## [GIVEN REQUEST]
Gather every line in the data below that contains the word "lantern", and copy each of those lines in full.

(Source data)
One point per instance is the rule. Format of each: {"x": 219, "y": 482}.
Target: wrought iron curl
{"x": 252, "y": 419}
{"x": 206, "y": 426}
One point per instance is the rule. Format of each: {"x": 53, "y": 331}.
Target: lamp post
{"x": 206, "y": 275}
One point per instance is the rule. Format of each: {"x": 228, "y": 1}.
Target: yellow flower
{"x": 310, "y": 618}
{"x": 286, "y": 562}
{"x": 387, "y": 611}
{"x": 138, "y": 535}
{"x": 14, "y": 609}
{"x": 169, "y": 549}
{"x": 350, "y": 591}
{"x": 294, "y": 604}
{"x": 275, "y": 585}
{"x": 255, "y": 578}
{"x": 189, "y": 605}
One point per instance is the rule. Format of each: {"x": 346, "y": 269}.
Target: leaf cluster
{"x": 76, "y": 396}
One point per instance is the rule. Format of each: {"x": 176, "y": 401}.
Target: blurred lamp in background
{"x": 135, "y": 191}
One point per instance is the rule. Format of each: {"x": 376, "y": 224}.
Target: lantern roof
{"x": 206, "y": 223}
==
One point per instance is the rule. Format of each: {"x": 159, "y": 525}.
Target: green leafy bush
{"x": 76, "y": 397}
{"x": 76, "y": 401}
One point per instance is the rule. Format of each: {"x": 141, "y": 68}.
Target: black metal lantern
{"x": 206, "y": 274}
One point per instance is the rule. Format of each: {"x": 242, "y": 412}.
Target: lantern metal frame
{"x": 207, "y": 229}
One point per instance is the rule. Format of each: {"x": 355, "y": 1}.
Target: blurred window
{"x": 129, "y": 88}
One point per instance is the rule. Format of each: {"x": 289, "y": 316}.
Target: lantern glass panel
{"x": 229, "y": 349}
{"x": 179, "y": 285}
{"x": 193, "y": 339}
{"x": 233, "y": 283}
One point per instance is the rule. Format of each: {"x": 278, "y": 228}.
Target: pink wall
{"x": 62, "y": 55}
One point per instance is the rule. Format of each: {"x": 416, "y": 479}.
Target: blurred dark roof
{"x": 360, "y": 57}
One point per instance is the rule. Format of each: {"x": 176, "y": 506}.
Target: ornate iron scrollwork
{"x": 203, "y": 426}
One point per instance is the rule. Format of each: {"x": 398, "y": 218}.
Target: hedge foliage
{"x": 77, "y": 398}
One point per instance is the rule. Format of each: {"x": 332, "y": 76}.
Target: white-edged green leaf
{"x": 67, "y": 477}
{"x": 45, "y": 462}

## [EXERCISE RESPONSE]
Target: lantern roof
Target: black metal lantern
Target: lantern metal frame
Target: lantern glass panel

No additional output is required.